◆ **TASK DETAILS**: Count how many lines of the items below contain the string "rear", treating uppercase and lowercase as different. Reply with only that number.
## BEGIN
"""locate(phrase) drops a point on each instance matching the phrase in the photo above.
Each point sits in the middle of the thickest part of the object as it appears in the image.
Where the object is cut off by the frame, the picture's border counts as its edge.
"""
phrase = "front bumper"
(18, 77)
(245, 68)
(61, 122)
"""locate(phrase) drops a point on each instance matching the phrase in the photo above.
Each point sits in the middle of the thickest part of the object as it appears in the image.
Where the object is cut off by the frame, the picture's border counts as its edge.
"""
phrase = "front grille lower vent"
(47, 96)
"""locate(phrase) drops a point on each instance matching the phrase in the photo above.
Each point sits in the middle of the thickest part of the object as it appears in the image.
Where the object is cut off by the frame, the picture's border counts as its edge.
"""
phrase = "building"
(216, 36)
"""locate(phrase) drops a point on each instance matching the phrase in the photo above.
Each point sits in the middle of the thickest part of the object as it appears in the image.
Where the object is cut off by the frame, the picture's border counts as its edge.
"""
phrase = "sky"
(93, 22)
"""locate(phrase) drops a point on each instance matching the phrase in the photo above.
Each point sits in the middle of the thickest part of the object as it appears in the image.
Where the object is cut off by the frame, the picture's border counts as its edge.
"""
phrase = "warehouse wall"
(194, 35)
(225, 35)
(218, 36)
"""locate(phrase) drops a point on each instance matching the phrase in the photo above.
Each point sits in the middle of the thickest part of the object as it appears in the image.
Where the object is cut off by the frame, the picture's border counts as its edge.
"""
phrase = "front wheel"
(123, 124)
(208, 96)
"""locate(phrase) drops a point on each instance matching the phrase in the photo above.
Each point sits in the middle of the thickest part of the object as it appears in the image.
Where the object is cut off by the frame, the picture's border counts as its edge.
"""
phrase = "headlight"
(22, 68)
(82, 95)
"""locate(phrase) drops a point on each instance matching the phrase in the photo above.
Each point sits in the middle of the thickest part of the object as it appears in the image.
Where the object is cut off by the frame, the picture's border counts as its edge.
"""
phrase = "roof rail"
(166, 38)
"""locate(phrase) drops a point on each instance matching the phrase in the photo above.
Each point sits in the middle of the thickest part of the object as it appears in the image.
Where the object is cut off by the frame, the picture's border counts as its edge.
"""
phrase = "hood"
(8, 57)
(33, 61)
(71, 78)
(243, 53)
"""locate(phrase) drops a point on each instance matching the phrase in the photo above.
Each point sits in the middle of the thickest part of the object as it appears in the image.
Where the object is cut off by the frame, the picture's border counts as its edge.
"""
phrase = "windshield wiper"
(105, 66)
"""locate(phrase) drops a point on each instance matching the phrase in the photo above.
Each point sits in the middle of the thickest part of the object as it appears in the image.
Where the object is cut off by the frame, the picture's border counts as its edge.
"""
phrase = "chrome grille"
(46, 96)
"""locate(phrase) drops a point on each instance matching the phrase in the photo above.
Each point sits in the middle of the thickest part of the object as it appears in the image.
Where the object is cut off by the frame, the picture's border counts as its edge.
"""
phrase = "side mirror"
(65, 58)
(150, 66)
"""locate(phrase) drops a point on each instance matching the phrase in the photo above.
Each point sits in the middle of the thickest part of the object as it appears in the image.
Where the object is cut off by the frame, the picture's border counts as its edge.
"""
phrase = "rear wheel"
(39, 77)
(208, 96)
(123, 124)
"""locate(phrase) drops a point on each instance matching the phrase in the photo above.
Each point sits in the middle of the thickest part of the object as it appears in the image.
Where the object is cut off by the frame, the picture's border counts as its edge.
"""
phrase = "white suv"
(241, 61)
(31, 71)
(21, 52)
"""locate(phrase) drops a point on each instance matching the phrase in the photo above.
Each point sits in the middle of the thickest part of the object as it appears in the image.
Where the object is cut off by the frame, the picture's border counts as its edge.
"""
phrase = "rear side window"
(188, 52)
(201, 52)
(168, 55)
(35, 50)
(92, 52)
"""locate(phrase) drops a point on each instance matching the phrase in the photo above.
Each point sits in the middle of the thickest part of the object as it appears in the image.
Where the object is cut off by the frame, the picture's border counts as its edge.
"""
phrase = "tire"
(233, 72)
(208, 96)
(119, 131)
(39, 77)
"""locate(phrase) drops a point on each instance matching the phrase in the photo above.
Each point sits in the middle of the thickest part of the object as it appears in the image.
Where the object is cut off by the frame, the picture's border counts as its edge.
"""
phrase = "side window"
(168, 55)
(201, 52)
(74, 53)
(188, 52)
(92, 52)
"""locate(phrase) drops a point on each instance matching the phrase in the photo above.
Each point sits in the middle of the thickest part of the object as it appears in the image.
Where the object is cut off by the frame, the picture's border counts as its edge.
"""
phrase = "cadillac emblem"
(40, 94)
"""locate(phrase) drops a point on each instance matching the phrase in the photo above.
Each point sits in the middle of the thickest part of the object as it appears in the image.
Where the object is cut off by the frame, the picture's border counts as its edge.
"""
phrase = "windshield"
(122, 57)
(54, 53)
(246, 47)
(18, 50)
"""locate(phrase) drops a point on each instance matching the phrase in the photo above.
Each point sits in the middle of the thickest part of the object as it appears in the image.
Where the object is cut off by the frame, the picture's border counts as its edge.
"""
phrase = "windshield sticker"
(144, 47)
## END
◆ **WRITTEN ANSWER**: 2